* REQUIREMENTS *
Rewrite the listing below, substituting "image" for every "photograph" and changing nothing else. Leave the pictures out of your version.

(begin)

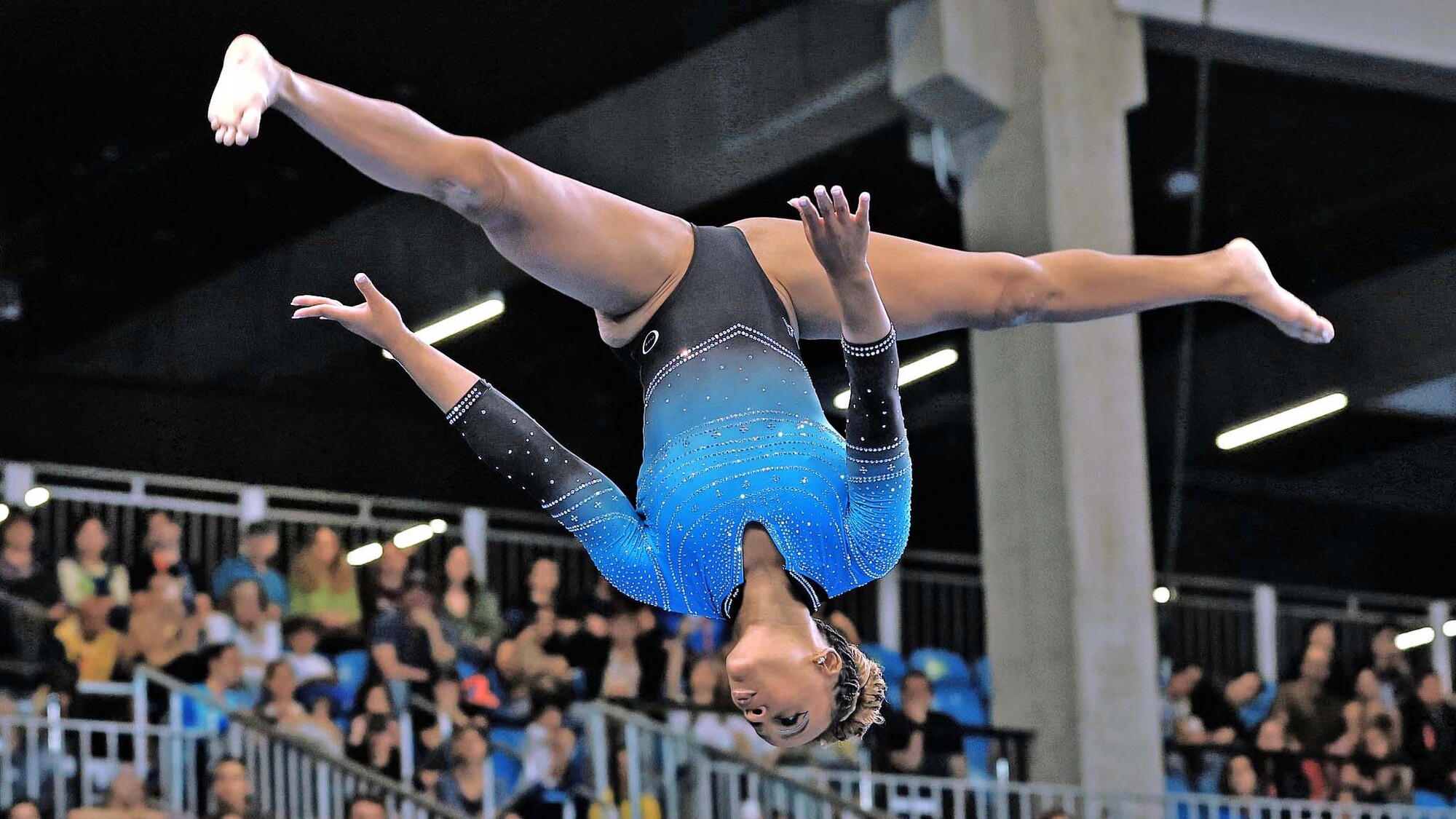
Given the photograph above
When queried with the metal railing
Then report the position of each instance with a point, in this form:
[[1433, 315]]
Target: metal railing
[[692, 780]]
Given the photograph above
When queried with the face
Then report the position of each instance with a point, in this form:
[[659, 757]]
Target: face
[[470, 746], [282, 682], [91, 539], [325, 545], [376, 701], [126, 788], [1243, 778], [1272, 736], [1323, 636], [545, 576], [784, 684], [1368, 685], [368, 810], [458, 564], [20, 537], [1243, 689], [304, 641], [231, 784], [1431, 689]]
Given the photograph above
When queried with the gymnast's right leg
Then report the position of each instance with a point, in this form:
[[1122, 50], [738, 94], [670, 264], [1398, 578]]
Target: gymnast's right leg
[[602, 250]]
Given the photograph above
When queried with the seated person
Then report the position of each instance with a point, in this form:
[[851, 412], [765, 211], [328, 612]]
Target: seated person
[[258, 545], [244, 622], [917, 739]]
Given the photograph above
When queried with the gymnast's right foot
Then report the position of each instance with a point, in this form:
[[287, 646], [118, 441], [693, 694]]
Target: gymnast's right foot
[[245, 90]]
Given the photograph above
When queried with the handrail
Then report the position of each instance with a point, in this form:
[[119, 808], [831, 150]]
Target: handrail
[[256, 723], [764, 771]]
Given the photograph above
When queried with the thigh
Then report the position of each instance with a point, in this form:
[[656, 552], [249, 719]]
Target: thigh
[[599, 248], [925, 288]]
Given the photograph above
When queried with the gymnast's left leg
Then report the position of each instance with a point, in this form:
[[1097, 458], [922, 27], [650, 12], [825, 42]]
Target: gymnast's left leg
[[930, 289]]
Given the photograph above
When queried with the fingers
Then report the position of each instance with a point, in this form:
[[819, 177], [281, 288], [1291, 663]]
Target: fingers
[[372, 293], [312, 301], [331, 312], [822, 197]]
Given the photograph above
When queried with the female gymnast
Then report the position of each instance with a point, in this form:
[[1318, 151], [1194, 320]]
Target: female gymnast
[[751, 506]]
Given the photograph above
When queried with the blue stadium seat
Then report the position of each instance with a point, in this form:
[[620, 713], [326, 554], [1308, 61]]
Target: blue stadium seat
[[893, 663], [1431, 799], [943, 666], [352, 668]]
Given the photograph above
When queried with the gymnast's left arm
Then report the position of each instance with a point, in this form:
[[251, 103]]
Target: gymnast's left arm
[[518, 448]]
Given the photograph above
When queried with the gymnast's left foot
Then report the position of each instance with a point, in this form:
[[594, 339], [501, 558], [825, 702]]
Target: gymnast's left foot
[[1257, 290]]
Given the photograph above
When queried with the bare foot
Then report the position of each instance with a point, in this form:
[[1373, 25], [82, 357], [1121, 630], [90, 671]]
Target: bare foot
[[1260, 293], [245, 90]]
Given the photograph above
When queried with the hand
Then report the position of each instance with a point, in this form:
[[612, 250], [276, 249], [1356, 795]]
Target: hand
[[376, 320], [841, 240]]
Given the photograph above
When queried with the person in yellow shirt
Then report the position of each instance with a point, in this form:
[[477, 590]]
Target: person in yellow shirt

(end)

* RESPONSE TO THE TASK *
Given the image above
When queried with the metal railing
Then report the position of each instance with a point, in this form:
[[1433, 315]]
Target: metal railing
[[692, 780]]
Given the image above
When queried with the face
Then report the position of each instance with a point, in this form:
[[659, 757]]
Target: face
[[470, 746], [282, 682], [91, 539], [325, 545], [376, 701], [126, 788], [1243, 778], [1272, 736], [1323, 636], [545, 576], [784, 684], [1368, 685], [368, 810], [458, 564], [20, 537], [1243, 689], [304, 641], [231, 784], [1431, 689]]
Given the image above
When queried with the gymnast's right leg
Then report the position of each instance with a point, in this form:
[[1122, 50], [738, 94], [670, 264], [1398, 578]]
Target: gymnast's right leg
[[602, 250]]
Given the image above
When queried with the seated person
Then report the position of each instance with a point, in this form:
[[851, 412], [765, 211], [328, 612]]
Target: seated person
[[258, 545], [244, 622], [917, 739]]
Given the image above
When queried with the gymnast's right foot
Then report the position of each instance with a point, in this form:
[[287, 646], [118, 441], [693, 694]]
Target: gymnast's right foot
[[245, 90]]
Given the image above
When queried with the handrail
Then report the position of each instance with a point, in this form:
[[119, 808], [831, 150]]
Target: handrail
[[256, 723], [764, 771]]
Given the image above
When queried with the thigh
Then report the position of each instance with a point, in this form:
[[656, 552], [249, 719]]
Target: thigh
[[599, 248], [925, 288]]
Given the image above
When queried with the gymnast's left leg
Then report the position of each instance with a point, in this form:
[[1097, 458], [922, 27], [650, 12], [825, 42]]
Target: gymnast's left leg
[[930, 289]]
Given the image above
When queried with the fingers
Then report the position of each instance with a point, in this form:
[[819, 177], [281, 288], [1291, 663]]
Target: fingers
[[372, 293], [312, 301], [331, 312], [822, 197]]
Given the image above
When queried with the female gymnast
Then report the position of each instance with a point, in this form:
[[1318, 151], [1194, 320]]
Target: female gymnast
[[751, 506]]
Given the image above
When queried with the blue stadium seat
Then report the position of each instance with a point, in this form:
[[620, 713], [326, 554], [1308, 61]]
Target: blue stadium seat
[[893, 663], [1431, 799], [943, 666], [352, 668]]
Given the image above
When queried with the gymnast's left arm
Then report the position of each instance with a point, in this form:
[[251, 103]]
Target: gymnast's left arm
[[518, 448]]
Given the image above
When queried with the gymnast's left foot
Then report the position of each instance with a point, in this form:
[[594, 339], [501, 558], [825, 702]]
Target: gymnast's left foot
[[1257, 290]]
Given the image above
When queried with the bare foot
Then report the position of each instance with a point, in this form:
[[1373, 25], [82, 357], [1121, 630], [90, 671]]
Target: bare foot
[[1260, 293], [245, 90]]
Given the image above
When queried with the hand
Then report the position of each instance with a point, in this form:
[[612, 250], [276, 249], [1356, 795]]
Target: hand
[[376, 320], [841, 240]]
Given the image above
When queried with the person in yellow shirt
Then report the position of each instance with a point, in this form:
[[477, 590]]
Target: person in yellow shirt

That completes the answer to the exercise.